SHORT TASK:
Quote the entries that follow exactly, leaving none out.

Excerpts of pointing data:
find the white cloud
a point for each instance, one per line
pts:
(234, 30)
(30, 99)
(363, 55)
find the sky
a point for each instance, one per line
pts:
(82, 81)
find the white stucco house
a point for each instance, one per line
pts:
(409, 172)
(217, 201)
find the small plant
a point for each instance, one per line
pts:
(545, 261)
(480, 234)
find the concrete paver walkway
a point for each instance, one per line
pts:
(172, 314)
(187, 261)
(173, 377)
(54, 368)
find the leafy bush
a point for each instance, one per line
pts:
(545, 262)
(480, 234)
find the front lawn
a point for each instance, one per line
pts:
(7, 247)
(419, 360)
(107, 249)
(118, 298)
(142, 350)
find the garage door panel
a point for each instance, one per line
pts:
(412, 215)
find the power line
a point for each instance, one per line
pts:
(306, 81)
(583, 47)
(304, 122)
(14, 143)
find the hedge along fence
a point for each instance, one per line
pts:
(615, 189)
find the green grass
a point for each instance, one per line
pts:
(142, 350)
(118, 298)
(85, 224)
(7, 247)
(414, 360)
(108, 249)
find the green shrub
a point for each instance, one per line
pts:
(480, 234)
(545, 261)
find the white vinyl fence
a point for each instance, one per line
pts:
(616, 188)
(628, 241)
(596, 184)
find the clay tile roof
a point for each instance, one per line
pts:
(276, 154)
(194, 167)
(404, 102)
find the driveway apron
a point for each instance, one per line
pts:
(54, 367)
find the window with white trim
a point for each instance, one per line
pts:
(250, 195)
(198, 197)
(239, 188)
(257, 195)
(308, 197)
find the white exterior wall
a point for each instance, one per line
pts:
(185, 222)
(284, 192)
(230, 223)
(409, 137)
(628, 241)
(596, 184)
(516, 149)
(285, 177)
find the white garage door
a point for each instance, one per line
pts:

TASK RESPONSE:
find the white cloud
a point for each instance, one per line
pts:
(234, 30)
(30, 99)
(363, 55)
find the sky
a point for each instance, one per line
pts:
(82, 81)
find the white stucco house
a point for each instance, one per line
pts:
(409, 172)
(217, 201)
find the small plant
a point for each instance, one per line
pts:
(545, 261)
(480, 234)
find the concrete paver walkway
a point for each instance, one per line
pts:
(172, 314)
(187, 261)
(173, 377)
(54, 368)
find the leafy bush
a point for each instance, one per line
pts:
(545, 262)
(480, 234)
find the front lawn
a point for each instance, one per line
pts:
(7, 247)
(419, 360)
(107, 249)
(118, 298)
(142, 350)
find the garage door panel
a point for each instance, one per line
pts:
(412, 215)
find the power line
a point for each instance, one per line
pts:
(306, 81)
(583, 47)
(304, 122)
(14, 143)
find the hedge along fence
a point for each instance, one per line
pts:
(615, 189)
find the green grass
a point for each instance, one per line
pts:
(142, 350)
(118, 298)
(85, 224)
(7, 247)
(414, 360)
(108, 249)
find the green shrub
a point for each instance, one per line
pts:
(480, 234)
(545, 261)
find the white vinyl fence
a point for each instance, one per line
pts:
(616, 188)
(628, 241)
(596, 184)
find the clay tile roof
a point for each instance, one per line
pts:
(276, 154)
(194, 167)
(404, 102)
find the driveway apron
a point for each instance, one per line
pts:
(54, 367)
find the window with white trim
a point for each instance, one per line
pts:
(250, 195)
(198, 197)
(239, 188)
(257, 195)
(308, 197)
find the white exterior wall
a point for each instance, one per line
pts:
(185, 222)
(284, 192)
(230, 223)
(409, 137)
(628, 241)
(596, 184)
(516, 149)
(285, 177)
find the white garage door
a point for each instance, one per line
pts:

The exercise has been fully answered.